**Data records**:
## BEGIN

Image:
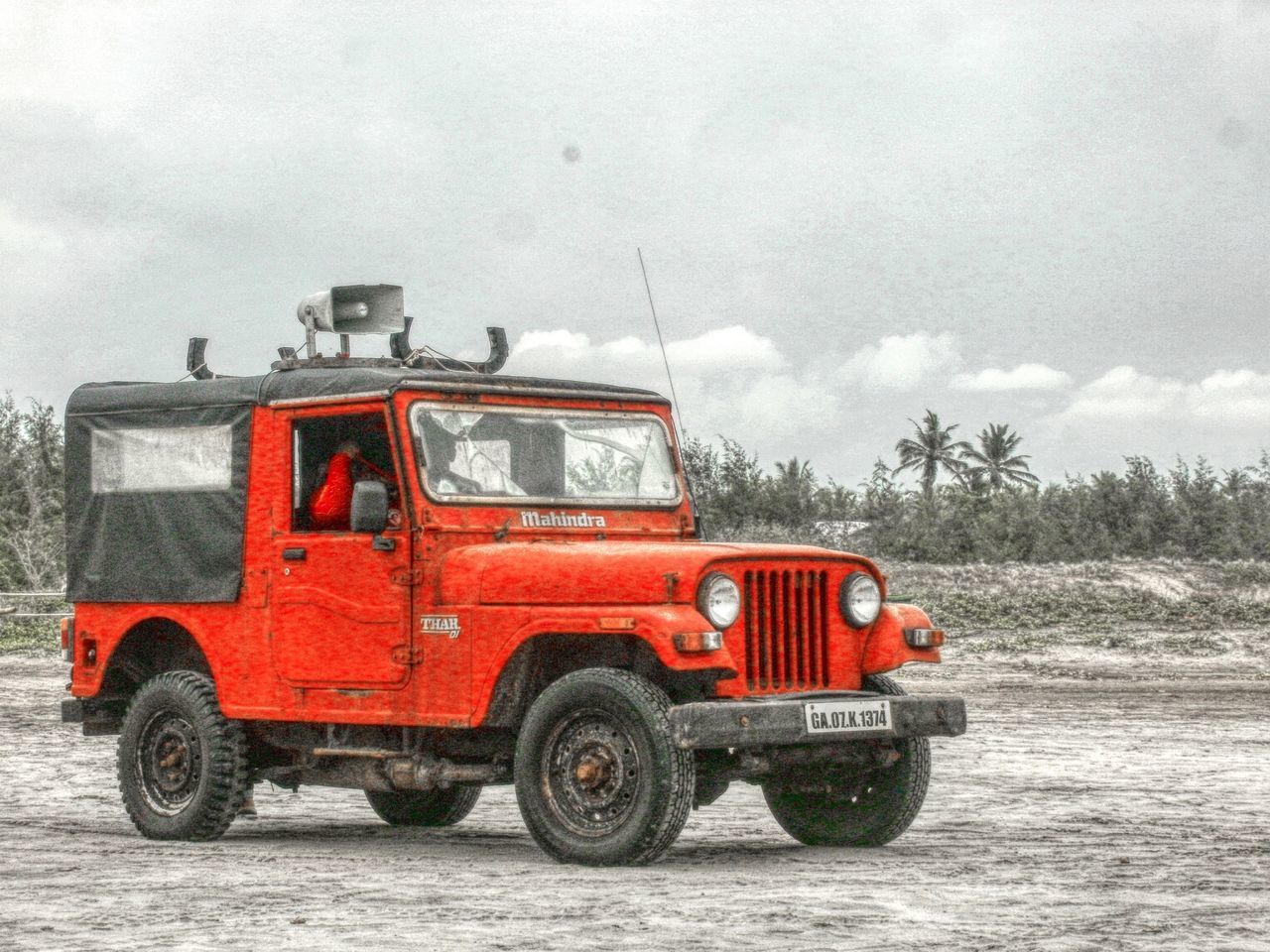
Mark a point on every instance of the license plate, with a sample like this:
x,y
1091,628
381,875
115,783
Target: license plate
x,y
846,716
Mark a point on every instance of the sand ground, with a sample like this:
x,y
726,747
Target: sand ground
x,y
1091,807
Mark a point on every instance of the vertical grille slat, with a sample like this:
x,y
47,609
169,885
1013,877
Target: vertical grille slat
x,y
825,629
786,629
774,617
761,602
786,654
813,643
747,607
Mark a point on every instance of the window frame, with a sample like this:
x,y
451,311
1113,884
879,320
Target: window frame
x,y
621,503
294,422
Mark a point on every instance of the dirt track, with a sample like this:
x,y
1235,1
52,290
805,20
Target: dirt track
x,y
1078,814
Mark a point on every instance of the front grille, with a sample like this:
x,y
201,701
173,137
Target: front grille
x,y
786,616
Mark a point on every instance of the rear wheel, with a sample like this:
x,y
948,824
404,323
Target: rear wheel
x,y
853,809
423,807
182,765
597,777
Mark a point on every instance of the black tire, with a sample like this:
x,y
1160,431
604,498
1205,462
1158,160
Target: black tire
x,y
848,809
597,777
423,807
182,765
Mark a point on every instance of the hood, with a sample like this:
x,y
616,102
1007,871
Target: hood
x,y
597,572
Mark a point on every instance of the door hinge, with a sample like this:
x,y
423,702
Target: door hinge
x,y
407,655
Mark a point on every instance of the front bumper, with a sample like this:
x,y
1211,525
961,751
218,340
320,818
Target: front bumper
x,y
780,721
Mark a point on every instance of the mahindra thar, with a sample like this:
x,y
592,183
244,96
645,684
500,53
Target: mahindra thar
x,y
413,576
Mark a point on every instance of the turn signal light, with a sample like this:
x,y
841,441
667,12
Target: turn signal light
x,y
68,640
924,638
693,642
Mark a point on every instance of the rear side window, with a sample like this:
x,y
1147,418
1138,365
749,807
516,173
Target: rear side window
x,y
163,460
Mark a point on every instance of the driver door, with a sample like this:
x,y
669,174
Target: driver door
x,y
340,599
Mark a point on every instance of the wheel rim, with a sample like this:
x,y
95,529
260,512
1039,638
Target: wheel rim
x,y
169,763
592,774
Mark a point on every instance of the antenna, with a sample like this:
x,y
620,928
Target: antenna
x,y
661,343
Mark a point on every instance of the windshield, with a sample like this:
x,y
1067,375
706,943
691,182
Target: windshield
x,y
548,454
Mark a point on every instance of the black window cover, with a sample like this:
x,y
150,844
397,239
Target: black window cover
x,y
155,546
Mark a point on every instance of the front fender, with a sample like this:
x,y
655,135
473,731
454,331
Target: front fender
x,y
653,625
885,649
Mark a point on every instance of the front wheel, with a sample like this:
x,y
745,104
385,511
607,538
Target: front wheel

## END

**Exercise**: Transcribe the material exactly, keeping every word and none of the pictures.

**Full solution**:
Image:
Mark a point on every instance of the license plate, with a sample like this:
x,y
1091,628
381,875
115,783
Target: license plate
x,y
846,716
Mark a point on every instance of the sand ground, with a sample like this:
x,y
726,747
Target: sand ground
x,y
1091,807
Mark a point on every instance of the vertical grille slat, with a sample like this:
x,y
47,609
169,885
1013,877
Target: vertical grille slat
x,y
825,629
786,629
774,617
761,602
786,654
813,643
747,607
Mark a point on every instance of the window frame, with a sample like this:
x,y
451,311
1113,884
879,320
Target: window frame
x,y
621,503
294,422
Mark a point on every instance of the dirt track, with a sample like this:
x,y
1235,1
52,290
805,20
Target: dirt track
x,y
1078,814
Mark a point on every instance of the front grille, with a sample like this:
x,y
201,701
173,137
Target: front grille
x,y
786,616
Mark a point on every instance of the rear wheel, with a sample like this:
x,y
948,824
404,323
Target: rear wheel
x,y
853,809
423,807
182,765
597,777
Mark a point on every instance of the black tire, with a sample like this:
x,y
1160,431
604,498
1205,462
1158,160
Target: black tire
x,y
848,809
597,777
423,807
182,765
Mark a point on every instance of the hood, with a sample like this:
x,y
616,102
1007,871
Target: hood
x,y
597,572
Mark a point on every instance of the door hinge, with a sample like this:
x,y
423,702
Target: door hinge
x,y
407,655
Mark a point on every instance of the front bumper, with a sample like this:
x,y
1211,525
961,751
218,340
320,818
Target: front bumper
x,y
780,721
Mark a point on every instance of the mahindra thar, with a sample like this:
x,y
592,183
244,96
645,684
500,53
Target: mahindra thar
x,y
413,576
Mark a point on every instance of the turn signal light, with a sample like this:
x,y
841,441
667,12
Target: turn signal light
x,y
68,640
924,638
693,642
Mark a point on every instance of the rear side window, with a sample like this:
x,y
1147,418
1138,365
749,807
516,173
Target: rear side window
x,y
163,460
Mark a point on every instance of the driver door, with a sample like this:
x,y
669,174
Target: driver door
x,y
340,599
Mark a point on every instance of the wheel rim, with a sample like this:
x,y
95,529
260,512
1039,638
Target: wheel rim
x,y
169,763
592,774
Mark a point on every instance of the antenna, with a sample like this:
x,y
620,928
Target: antenna
x,y
661,343
Mark a point on every instance of the windshield, with a sample like this:
x,y
1067,375
706,943
691,182
Target: windshield
x,y
548,454
Mark a point on every instance of the black window cover, with a sample like this:
x,y
150,844
397,239
Target: black window cover
x,y
155,546
Mark a point on every instance of the front fender, with a sample like this:
x,y
655,135
473,731
454,331
Target: front fender
x,y
653,625
885,649
Mark a point on every instance of the front wheel, with a sample like this:
x,y
745,104
385,511
607,538
Target: front wheel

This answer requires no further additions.